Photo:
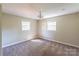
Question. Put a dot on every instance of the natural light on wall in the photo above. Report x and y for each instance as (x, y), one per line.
(25, 25)
(51, 25)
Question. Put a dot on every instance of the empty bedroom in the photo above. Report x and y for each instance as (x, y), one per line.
(40, 29)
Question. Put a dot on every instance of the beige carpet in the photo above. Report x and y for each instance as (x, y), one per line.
(40, 47)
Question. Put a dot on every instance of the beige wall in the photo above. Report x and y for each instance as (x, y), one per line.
(0, 31)
(12, 30)
(43, 32)
(67, 29)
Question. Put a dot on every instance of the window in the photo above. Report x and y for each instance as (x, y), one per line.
(25, 25)
(51, 25)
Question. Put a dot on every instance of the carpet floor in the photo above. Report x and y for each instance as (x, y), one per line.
(40, 47)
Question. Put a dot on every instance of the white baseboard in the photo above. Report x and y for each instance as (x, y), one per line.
(14, 43)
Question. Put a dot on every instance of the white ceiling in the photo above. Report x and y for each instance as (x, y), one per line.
(48, 9)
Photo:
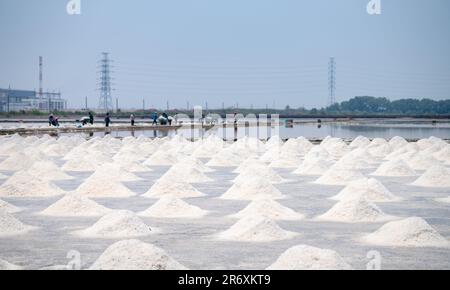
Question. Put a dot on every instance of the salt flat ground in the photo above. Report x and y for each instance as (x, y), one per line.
(191, 241)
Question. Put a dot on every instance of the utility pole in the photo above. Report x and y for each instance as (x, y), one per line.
(331, 81)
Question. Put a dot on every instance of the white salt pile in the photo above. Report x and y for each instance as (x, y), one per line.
(421, 162)
(161, 158)
(360, 142)
(261, 170)
(304, 257)
(48, 170)
(185, 173)
(394, 168)
(23, 184)
(339, 177)
(6, 266)
(113, 171)
(252, 189)
(75, 205)
(369, 188)
(313, 167)
(96, 186)
(10, 226)
(255, 229)
(268, 208)
(354, 210)
(117, 224)
(174, 188)
(9, 208)
(225, 158)
(410, 232)
(436, 176)
(169, 207)
(135, 255)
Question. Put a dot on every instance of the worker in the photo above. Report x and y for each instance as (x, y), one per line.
(91, 118)
(50, 120)
(155, 118)
(107, 120)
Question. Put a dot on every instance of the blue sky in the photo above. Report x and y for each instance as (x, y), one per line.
(250, 52)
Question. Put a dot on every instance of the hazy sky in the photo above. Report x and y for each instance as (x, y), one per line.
(234, 51)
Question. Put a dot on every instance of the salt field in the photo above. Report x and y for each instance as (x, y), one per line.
(173, 203)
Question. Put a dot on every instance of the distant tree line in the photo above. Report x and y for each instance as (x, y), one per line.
(373, 105)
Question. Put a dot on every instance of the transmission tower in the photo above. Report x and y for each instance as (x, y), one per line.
(331, 81)
(105, 101)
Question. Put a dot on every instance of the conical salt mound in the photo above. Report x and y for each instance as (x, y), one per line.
(7, 207)
(10, 226)
(253, 189)
(185, 173)
(354, 210)
(135, 255)
(161, 158)
(255, 229)
(6, 266)
(169, 207)
(339, 177)
(304, 257)
(75, 205)
(268, 208)
(394, 168)
(176, 189)
(422, 162)
(113, 171)
(104, 187)
(313, 167)
(117, 224)
(260, 170)
(436, 176)
(410, 232)
(23, 184)
(48, 170)
(369, 188)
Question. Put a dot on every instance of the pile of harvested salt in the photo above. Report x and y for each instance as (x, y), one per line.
(75, 205)
(185, 173)
(268, 208)
(339, 177)
(23, 184)
(172, 188)
(436, 176)
(48, 170)
(369, 188)
(10, 226)
(161, 158)
(395, 167)
(9, 208)
(113, 171)
(117, 224)
(169, 207)
(313, 167)
(255, 229)
(261, 170)
(253, 189)
(354, 210)
(6, 266)
(410, 232)
(96, 186)
(135, 255)
(304, 257)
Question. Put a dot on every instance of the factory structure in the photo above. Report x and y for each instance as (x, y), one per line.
(14, 100)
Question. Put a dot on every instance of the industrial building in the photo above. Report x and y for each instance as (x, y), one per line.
(23, 100)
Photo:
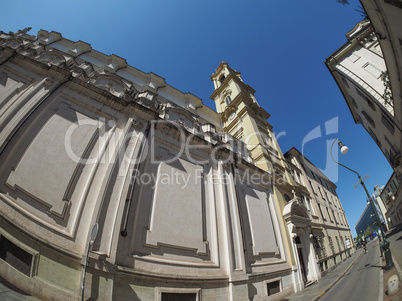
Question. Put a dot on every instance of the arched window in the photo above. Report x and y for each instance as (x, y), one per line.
(228, 100)
(222, 78)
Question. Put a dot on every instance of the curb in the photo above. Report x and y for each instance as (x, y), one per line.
(337, 280)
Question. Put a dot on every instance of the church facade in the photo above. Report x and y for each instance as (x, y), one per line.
(117, 186)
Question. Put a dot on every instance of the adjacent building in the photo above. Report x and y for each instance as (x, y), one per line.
(188, 203)
(389, 196)
(367, 71)
(327, 224)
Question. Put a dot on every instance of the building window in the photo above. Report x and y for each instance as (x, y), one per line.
(369, 119)
(322, 215)
(374, 136)
(179, 297)
(310, 206)
(387, 122)
(353, 102)
(329, 215)
(222, 79)
(353, 57)
(373, 70)
(228, 100)
(312, 187)
(345, 82)
(396, 3)
(366, 98)
(273, 287)
(319, 189)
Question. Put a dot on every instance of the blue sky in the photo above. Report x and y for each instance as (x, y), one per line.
(279, 47)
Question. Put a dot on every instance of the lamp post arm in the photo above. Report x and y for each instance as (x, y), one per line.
(341, 163)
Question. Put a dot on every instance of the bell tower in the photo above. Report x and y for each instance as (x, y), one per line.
(243, 118)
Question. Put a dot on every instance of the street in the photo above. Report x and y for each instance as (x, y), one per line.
(362, 281)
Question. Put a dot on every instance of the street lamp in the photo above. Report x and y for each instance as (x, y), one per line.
(384, 245)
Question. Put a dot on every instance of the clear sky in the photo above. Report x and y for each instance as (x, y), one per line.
(279, 47)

#####

» EXERCISE GOAL
Output every record verbatim, excluding any picture it contains.

» RESPONSE BELOW
Photo:
Question. Put a dot on every instance of the natural light on wall in the photo above. Report x and y for each instance as (x, y), one per line.
(25, 25)
(51, 25)
Question. Put a dot on every instance of the empty bedroom in the photo above. Report x and y for each instance as (x, y), one per line.
(40, 29)
Question. Put a dot on every instance of the beige carpet in the photo above. Report x and y for each instance as (x, y), one per line.
(40, 47)
Question. Put a dot on every instance of the beige wall in the photo above. Report x and y for each instance as (x, y), one per line.
(0, 31)
(12, 30)
(43, 32)
(67, 29)
Question. Put a dot on every instance of the window in the photo above. Report x and y for each instance as (x, y), one per line.
(25, 25)
(51, 25)
Question. Put a dot on every instance of the carpet floor in the photo above. Report x and y for each instance as (x, y), one per line.
(40, 47)
Question. Put a dot on every instance of the white baseboard in the photo above. Report x and y for each instance as (x, y), one per line.
(14, 43)
Question. Put a dot on every instance of the white ceiling in the photo above. Report x and y for each instance as (x, y), one per line.
(48, 9)
Photo:
Question. Put a dot on every instance of the salt flat ground in the photo above. Report x and y for each instance as (x, y), one per line.
(191, 241)
Question. Put a dot on every instance of the utility pole in the photo above. Report x and y for each instance as (x, y), one per line.
(331, 81)
Question. Put a dot on every instance of the white salt pile in the photo above. Report x and y for each instance as (x, y), one per line.
(421, 162)
(161, 158)
(360, 142)
(261, 170)
(304, 257)
(48, 170)
(185, 173)
(394, 168)
(23, 184)
(339, 177)
(6, 266)
(113, 171)
(252, 189)
(75, 205)
(369, 188)
(313, 167)
(96, 186)
(10, 226)
(255, 229)
(268, 208)
(354, 210)
(117, 224)
(174, 188)
(9, 208)
(225, 158)
(410, 232)
(436, 176)
(169, 207)
(135, 255)
Question. Put a dot on every instance of the worker in the photo above. Report x and y for each instance as (x, y), one per line.
(91, 118)
(50, 120)
(155, 118)
(107, 120)
Question. Put a dot on every instance of the blue sky in the photo above. Report x and y for each instance as (x, y), one per line.
(250, 52)
Question. Put a dot on every instance of the hazy sky in the photo above. Report x and y for each instance as (x, y), one per line.
(234, 51)
Question. Put a dot on every instance of the salt field in the photo above. Report x and y for each instance as (x, y), one per line.
(173, 203)
Question. Put a dot on every instance of the distant tree line in the photo above. Report x and y for each instance as (x, y), one per line.
(373, 105)
Question. Put a dot on every instance of the transmission tower in the photo above. Report x and y for each instance as (x, y), one per line.
(331, 81)
(105, 101)
Question. Put a dot on every instance of the conical salt mound in the photo above. Report x and y for each instance as (x, y), one per line.
(7, 207)
(10, 226)
(253, 189)
(185, 173)
(354, 210)
(135, 255)
(161, 158)
(255, 229)
(6, 266)
(169, 207)
(339, 177)
(304, 257)
(75, 205)
(268, 208)
(394, 168)
(176, 189)
(422, 162)
(113, 171)
(104, 187)
(313, 167)
(117, 224)
(260, 170)
(436, 176)
(410, 232)
(23, 184)
(48, 170)
(369, 188)
Question. Put a dot on every instance of the pile of harvested salt in the photo above. Report x and y for each instance as (x, y), one per line.
(75, 205)
(185, 173)
(268, 208)
(339, 177)
(23, 184)
(172, 188)
(436, 176)
(48, 170)
(369, 188)
(10, 226)
(161, 158)
(395, 167)
(9, 208)
(113, 171)
(117, 224)
(169, 207)
(313, 167)
(255, 229)
(261, 170)
(253, 189)
(354, 210)
(6, 266)
(410, 232)
(96, 186)
(135, 255)
(304, 257)
Question. Put a dot on every instance of the factory structure in the photo above. Report x and y for each instance as (x, y), one per line.
(14, 100)
Question. Put a dot on every instance of the industrial building in the photo above. Report x and y for each instance as (x, y), one per line.
(23, 100)
Photo:
Question. Put a dot on every instance of the arched window in the photo above. Report x and y for each instance as (x, y), one per line.
(228, 100)
(222, 78)
Question. Put a dot on every instance of the curb in the photo above. Report x and y for each instance as (x, y), one per line.
(337, 280)
Question. Put a dot on every instance of the church facade in the photo above. Report x and y for each instance as (x, y), one per line.
(117, 186)
Question. Put a dot on every instance of the adjacent building in the photo above. Report x and y for each instance as (x, y), one per line.
(188, 203)
(389, 196)
(367, 71)
(327, 224)
Question. Put a dot on every instance of the building window in the photo above. Report x and y for each instance as (x, y), one per line.
(369, 119)
(322, 215)
(374, 136)
(179, 297)
(310, 206)
(387, 122)
(353, 102)
(329, 215)
(222, 79)
(353, 57)
(373, 70)
(228, 100)
(312, 187)
(345, 82)
(396, 3)
(366, 98)
(273, 287)
(319, 189)
Question. Put a dot on every instance of the blue sky in the photo above. Report x and y for each instance as (x, y), one per line.
(279, 47)
Question. Put a dot on every instance of the lamp post arm in the photo above. Report x and y for each instance as (x, y), one per line.
(341, 163)
Question. Put a dot on every instance of the bell tower in the photo above. Report x and y for each instance as (x, y), one per line.
(243, 118)
Question. Put a dot on every instance of the street in the photo above. Report x and y for each instance as (x, y), one per line.
(362, 281)
Question. Put a dot on every instance of the street lamp in the photo above. Report x and y for each instance as (x, y), one per line.
(384, 245)
Question. Put a dot on every instance of the clear sky in the photo above. Report x and y for each instance as (x, y), one per line.
(279, 47)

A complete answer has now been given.